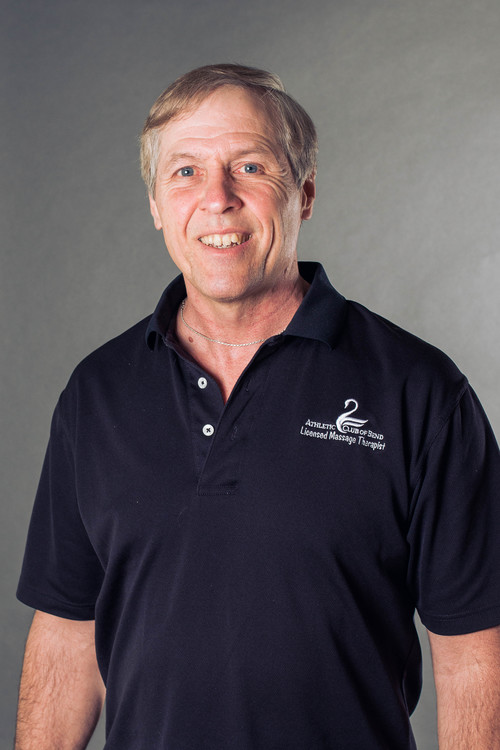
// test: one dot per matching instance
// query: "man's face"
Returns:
(226, 200)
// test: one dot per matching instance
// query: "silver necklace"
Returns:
(216, 341)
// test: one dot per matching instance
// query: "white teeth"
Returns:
(224, 240)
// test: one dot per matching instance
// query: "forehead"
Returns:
(228, 115)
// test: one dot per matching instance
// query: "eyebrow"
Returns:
(188, 156)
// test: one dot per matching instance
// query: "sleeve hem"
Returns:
(462, 624)
(50, 605)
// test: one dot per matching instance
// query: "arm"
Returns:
(62, 693)
(467, 677)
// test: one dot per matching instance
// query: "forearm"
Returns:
(467, 677)
(61, 693)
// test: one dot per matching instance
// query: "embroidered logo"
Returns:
(346, 428)
(345, 422)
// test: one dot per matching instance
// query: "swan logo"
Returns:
(347, 429)
(346, 422)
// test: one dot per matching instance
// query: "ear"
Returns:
(308, 196)
(154, 212)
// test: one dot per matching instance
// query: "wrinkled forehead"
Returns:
(229, 115)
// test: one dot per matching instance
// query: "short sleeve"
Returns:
(61, 573)
(454, 533)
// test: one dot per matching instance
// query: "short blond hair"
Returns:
(293, 126)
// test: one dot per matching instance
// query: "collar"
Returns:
(319, 316)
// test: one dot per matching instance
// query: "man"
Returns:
(253, 490)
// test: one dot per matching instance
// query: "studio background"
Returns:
(406, 98)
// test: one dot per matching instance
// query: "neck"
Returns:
(230, 339)
(241, 322)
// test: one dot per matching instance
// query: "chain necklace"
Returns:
(216, 341)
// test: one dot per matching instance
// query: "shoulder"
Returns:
(385, 343)
(110, 366)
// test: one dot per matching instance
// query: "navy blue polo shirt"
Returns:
(254, 567)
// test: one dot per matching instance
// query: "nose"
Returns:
(218, 193)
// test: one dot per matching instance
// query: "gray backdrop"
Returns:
(406, 98)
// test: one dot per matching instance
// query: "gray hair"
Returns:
(293, 126)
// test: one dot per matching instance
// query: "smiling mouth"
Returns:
(224, 240)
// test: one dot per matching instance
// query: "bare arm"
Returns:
(62, 692)
(467, 677)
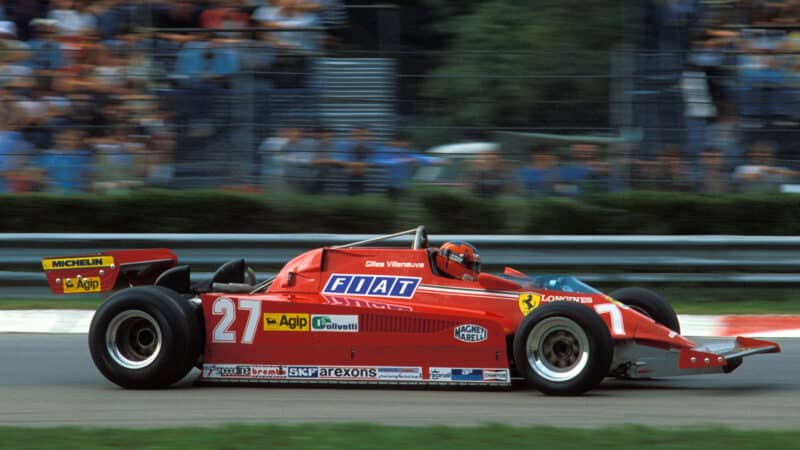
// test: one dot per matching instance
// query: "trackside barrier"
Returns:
(722, 260)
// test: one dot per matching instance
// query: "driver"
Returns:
(459, 260)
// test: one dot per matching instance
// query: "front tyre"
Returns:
(563, 348)
(145, 337)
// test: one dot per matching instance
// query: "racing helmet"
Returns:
(459, 260)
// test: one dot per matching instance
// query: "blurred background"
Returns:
(502, 98)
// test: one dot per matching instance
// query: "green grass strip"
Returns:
(365, 436)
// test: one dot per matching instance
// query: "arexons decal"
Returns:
(345, 372)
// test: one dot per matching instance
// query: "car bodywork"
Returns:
(361, 313)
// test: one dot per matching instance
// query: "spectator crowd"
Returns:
(717, 76)
(108, 95)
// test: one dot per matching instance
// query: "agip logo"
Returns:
(286, 322)
(81, 285)
(371, 285)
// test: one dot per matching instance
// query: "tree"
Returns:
(520, 64)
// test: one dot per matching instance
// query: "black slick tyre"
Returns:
(563, 348)
(649, 303)
(146, 337)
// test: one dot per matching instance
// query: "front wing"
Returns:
(634, 359)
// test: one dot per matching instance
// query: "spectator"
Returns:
(761, 172)
(669, 172)
(486, 178)
(583, 173)
(46, 52)
(228, 14)
(14, 149)
(161, 161)
(289, 14)
(322, 161)
(13, 54)
(399, 161)
(274, 154)
(73, 18)
(539, 176)
(713, 176)
(69, 164)
(356, 155)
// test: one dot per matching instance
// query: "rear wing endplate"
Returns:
(104, 271)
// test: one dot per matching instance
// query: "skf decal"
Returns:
(372, 285)
(85, 262)
(286, 322)
(528, 301)
(470, 333)
(81, 285)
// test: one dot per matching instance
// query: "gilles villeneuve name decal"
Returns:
(372, 285)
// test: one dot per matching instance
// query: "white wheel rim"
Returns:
(557, 349)
(133, 339)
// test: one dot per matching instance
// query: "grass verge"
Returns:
(365, 436)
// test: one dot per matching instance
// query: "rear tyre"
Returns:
(146, 337)
(650, 304)
(563, 348)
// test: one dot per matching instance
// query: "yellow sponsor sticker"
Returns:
(286, 322)
(528, 301)
(81, 285)
(81, 262)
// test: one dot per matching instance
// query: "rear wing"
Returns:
(104, 271)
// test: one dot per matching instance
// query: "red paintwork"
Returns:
(443, 302)
(423, 328)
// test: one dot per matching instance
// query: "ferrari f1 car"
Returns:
(367, 314)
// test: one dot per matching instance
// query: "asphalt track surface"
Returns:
(49, 380)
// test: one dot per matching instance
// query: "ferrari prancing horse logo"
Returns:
(528, 301)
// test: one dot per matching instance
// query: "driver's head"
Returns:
(459, 260)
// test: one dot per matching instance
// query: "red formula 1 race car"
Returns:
(365, 314)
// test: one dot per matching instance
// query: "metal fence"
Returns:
(674, 260)
(208, 108)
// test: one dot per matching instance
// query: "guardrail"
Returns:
(719, 260)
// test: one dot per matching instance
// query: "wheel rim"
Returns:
(557, 349)
(133, 339)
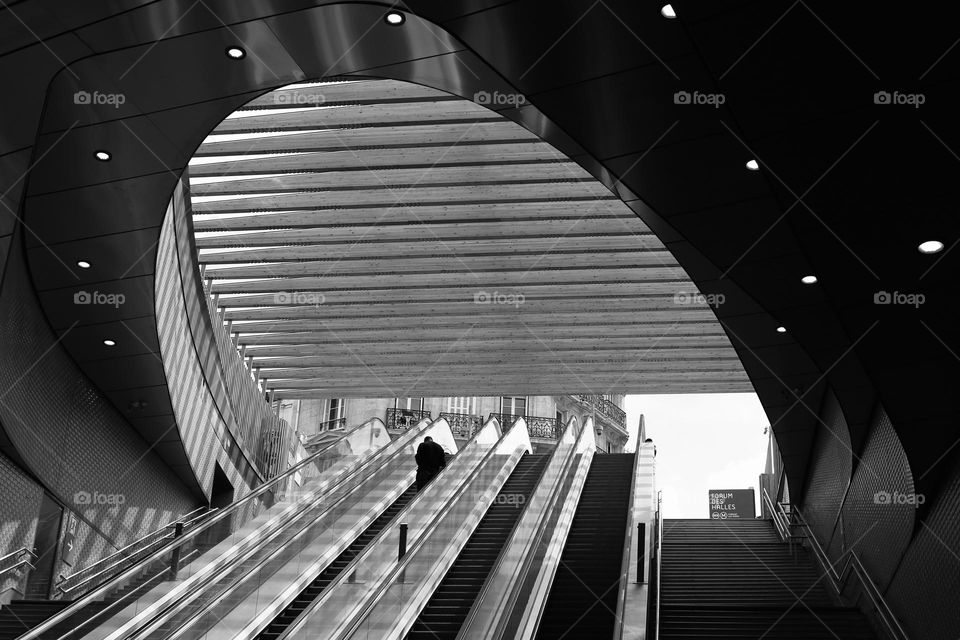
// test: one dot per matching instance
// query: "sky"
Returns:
(704, 441)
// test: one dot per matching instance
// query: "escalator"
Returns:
(308, 595)
(583, 597)
(450, 603)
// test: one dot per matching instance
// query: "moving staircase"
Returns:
(583, 598)
(451, 601)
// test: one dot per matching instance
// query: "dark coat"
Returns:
(430, 457)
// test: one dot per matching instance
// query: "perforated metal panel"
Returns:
(830, 469)
(924, 591)
(878, 513)
(71, 437)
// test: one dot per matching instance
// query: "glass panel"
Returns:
(439, 536)
(209, 547)
(520, 569)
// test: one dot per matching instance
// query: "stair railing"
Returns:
(788, 517)
(103, 569)
(653, 620)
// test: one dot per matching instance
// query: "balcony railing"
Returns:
(403, 419)
(537, 426)
(463, 425)
(606, 407)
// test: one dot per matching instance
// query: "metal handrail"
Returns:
(349, 626)
(627, 545)
(655, 565)
(17, 553)
(852, 565)
(102, 573)
(108, 586)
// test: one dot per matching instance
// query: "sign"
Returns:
(732, 504)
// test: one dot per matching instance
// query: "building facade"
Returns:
(545, 415)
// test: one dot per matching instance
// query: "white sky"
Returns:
(704, 441)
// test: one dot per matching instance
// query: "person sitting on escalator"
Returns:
(430, 460)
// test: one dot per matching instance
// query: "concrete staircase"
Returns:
(735, 579)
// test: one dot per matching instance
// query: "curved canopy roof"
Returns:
(352, 229)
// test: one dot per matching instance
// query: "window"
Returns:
(409, 403)
(334, 411)
(515, 405)
(462, 404)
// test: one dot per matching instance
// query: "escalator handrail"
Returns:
(355, 617)
(625, 565)
(251, 572)
(119, 579)
(157, 613)
(586, 432)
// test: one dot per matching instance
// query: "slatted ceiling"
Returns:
(365, 115)
(269, 365)
(397, 178)
(506, 213)
(387, 196)
(393, 212)
(365, 159)
(374, 137)
(355, 93)
(471, 280)
(646, 308)
(463, 264)
(691, 326)
(326, 335)
(430, 245)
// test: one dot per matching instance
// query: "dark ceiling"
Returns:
(847, 187)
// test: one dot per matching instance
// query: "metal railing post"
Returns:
(641, 546)
(175, 556)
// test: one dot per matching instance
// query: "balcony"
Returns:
(537, 426)
(606, 408)
(403, 419)
(463, 425)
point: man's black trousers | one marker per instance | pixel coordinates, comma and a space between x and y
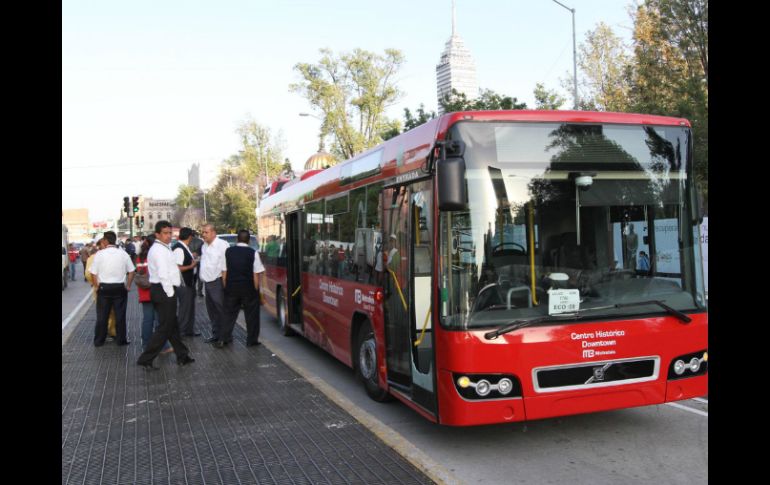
234, 302
168, 327
109, 296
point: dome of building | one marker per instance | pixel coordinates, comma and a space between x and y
320, 160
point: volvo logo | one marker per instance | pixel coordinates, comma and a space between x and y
599, 372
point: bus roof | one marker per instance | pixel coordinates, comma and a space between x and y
408, 151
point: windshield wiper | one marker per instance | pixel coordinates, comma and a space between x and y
517, 324
671, 311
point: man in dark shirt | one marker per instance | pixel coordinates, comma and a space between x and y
241, 282
195, 246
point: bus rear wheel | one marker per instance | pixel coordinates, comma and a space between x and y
283, 315
366, 363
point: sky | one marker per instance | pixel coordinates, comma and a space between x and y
149, 88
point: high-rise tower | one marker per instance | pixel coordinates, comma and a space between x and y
456, 70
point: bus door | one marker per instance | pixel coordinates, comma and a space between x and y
294, 268
407, 235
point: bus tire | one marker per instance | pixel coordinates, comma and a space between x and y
366, 364
283, 314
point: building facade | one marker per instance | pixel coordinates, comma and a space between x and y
155, 210
194, 176
456, 69
78, 225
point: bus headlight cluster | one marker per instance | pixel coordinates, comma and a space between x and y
689, 365
487, 386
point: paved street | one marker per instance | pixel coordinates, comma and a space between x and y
241, 415
649, 445
237, 415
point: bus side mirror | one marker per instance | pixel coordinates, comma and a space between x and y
700, 211
451, 184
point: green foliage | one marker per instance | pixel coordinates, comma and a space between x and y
488, 100
351, 91
188, 196
670, 75
422, 117
604, 65
233, 199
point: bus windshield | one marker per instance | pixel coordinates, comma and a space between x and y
567, 217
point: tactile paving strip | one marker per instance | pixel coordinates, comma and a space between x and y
238, 415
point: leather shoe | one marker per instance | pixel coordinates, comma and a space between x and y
147, 366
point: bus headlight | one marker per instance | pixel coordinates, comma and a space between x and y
505, 385
483, 387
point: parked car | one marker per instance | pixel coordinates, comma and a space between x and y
65, 261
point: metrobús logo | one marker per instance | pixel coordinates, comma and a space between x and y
361, 298
598, 343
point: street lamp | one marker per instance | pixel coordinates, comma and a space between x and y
574, 50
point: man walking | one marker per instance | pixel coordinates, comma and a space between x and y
211, 267
186, 294
165, 280
109, 271
241, 281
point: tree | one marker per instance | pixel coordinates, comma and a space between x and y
545, 99
671, 69
488, 100
351, 91
604, 65
422, 117
188, 196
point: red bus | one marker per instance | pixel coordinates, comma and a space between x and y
500, 266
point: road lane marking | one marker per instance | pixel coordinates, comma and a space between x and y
685, 408
74, 312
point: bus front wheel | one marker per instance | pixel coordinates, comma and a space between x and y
283, 315
366, 368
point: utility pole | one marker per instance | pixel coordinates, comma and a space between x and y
574, 52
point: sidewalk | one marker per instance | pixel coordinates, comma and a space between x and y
236, 415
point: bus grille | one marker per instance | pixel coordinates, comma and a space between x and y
595, 374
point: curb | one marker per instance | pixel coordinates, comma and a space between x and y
392, 438
75, 317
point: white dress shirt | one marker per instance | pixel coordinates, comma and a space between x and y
163, 268
111, 265
213, 260
258, 266
179, 253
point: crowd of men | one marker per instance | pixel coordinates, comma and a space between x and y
174, 275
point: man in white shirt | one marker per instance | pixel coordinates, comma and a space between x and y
241, 281
113, 273
164, 281
210, 271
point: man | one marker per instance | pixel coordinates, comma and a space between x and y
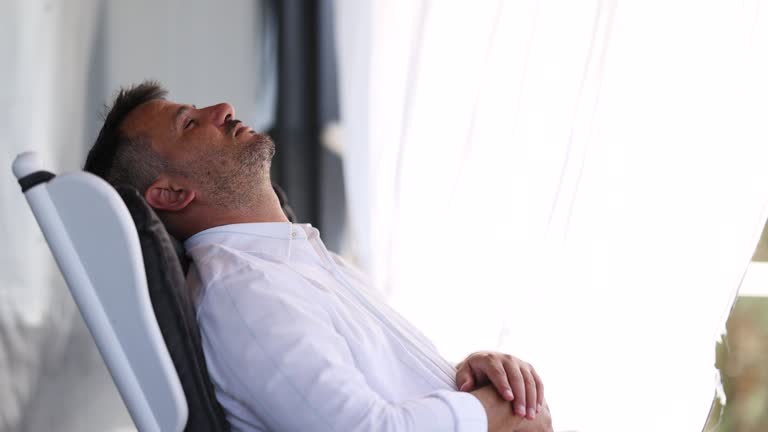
293, 338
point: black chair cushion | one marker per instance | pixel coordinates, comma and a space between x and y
175, 314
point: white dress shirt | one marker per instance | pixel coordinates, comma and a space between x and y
295, 341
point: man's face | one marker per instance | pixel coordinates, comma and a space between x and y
224, 159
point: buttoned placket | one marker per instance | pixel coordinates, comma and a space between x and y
396, 327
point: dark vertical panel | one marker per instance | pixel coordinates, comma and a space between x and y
297, 124
332, 197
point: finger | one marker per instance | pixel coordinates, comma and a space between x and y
539, 390
530, 391
515, 378
464, 379
498, 377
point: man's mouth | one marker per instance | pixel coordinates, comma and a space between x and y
241, 128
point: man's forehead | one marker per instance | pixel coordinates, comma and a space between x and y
152, 116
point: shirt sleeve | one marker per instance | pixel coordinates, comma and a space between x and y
275, 349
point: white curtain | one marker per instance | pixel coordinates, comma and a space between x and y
581, 184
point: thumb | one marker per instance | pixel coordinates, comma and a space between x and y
464, 379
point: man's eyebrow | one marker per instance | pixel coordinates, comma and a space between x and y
179, 112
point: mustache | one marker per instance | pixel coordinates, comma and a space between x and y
230, 125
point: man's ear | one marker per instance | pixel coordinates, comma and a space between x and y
168, 196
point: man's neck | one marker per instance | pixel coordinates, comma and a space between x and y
202, 216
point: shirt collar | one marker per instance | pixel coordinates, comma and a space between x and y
274, 238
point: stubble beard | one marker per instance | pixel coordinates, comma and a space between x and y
237, 179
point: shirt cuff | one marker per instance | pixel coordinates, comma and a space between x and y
468, 413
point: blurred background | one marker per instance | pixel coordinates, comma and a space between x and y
580, 184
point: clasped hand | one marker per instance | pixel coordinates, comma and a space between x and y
515, 380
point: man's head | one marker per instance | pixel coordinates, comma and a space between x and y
187, 161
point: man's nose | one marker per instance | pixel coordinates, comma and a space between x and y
220, 113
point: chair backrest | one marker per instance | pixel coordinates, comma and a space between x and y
175, 314
96, 246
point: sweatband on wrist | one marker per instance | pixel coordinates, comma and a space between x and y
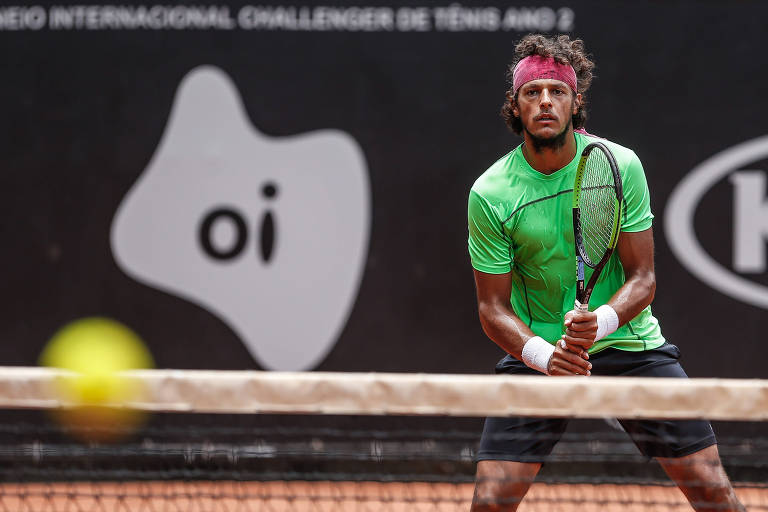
607, 321
537, 352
.....
Copy the records above without changes, from the line containing "point: white curtain" through the last line of the records, with both of those lines included. Leave the pictures out of your copy.

● **FINAL RESULT**
point: white curtain | one marker per instance | pixel coordinates, comma and a space between x and y
581, 184
point: thumb | one marker per instance | pixel coordinates, comma and a space between x and y
464, 379
point: man's eyebrow | one marker per instance | pixel coordinates, comma and a space between x and y
179, 112
point: mustache | one marker per instance | pixel coordinates, comma and a space between x and y
230, 125
point: man's ear | one marker per instance | pixel coordinates, comma and a space between x and y
168, 196
point: man's neck | one marker per instance | pixel coordinates, comma and a space between x and y
202, 216
point: shirt collar | one marker per instance | pixel coordinates, comma and a space between x and y
274, 238
point: stubble beard | one marker per instance | pixel coordinates, comma and a space between x and y
237, 179
point: shirt cuff | one marker per instance | pixel coordinates, comma and a space between x and y
468, 413
point: blurred background | one marker per instance | pixel coordinates, comma and a space between x and y
580, 184
point: clasped hand | one marker per instance | pixel coordinates, comma and a space between x and y
515, 380
point: man's head | one marker per instance | pixel coordinates, comma and a space between x and y
187, 161
point: man's nose | one marker per instance | pixel coordinates, comma and a space between x and y
220, 113
point: chair backrest | one marker per instance | pixel coordinates, comma and a space between x and y
175, 314
96, 246
point: sweatband on wrist | one marker per instance | pixel coordinates, comma and a space between x and y
607, 321
537, 352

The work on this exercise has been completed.